TESTO FORNITO
SANITÀ

I medici di famiglia disertano, coop nelle Case di Comunità

Schillaci (troppo) fiducioso nella risposta dei camici bianchi a operare nelle nuove strutture. Dalla categoria segnali di forte resistenza per questioni di orario e di soldi. La dead line di giugno 2026. Barillà (Smi): "Finirà che verranno date in appalto" con l'impiego dei gettonisti

Medici di famiglia pronti a rispondere alla chiamata del Governo dirigendosi verso le case di comunità felici come i sette nani andando a lavorare? Quella del ministro della Salute Orazio Schillaci più che una convinzione, come ha sostenuto nel corso del Festival della Prevenzione, pare una pia illusione.

Da tempo il fronte della medicina generale è in subbuglio di fronte alla prospettiva di dover dedicare parte dell’orario alle future strutture previste dal Pnrr e uno dei pilastri della tanto annunciata riforma della medicina territoriale. Problemi proprio di orario, da conciliare con quello degli ambulatori e delle visite domiciliari, ma anche logistici legati agli spostamenti per raggiungere la casa di comunità in cui prestare servizio. E poi, non ultimo come sempre, l’aspetto economico con immancabili ulteriori richieste.

INFORMAZIONI ESTRATTE

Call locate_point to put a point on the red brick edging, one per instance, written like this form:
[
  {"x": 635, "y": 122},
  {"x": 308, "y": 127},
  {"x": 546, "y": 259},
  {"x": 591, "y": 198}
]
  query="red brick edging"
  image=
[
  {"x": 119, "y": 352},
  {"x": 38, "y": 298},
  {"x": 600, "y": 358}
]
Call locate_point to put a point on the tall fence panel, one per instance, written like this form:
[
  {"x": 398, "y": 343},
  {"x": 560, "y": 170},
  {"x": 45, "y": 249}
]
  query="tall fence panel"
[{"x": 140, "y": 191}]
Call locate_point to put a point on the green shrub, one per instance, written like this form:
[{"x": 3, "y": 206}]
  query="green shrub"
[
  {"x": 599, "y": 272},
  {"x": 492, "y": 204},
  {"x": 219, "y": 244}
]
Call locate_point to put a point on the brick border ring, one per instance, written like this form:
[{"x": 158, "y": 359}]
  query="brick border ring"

AZIONE RICHIESTA
Secondo il testo fornito, nel corso di quale evento il ministro della Salute Orazio Schillaci ha sostenuto la propria convinzione sui medici di famiglia?

ESERCIZIO SVOLTO
Nel corso del Festival della Prevenzione.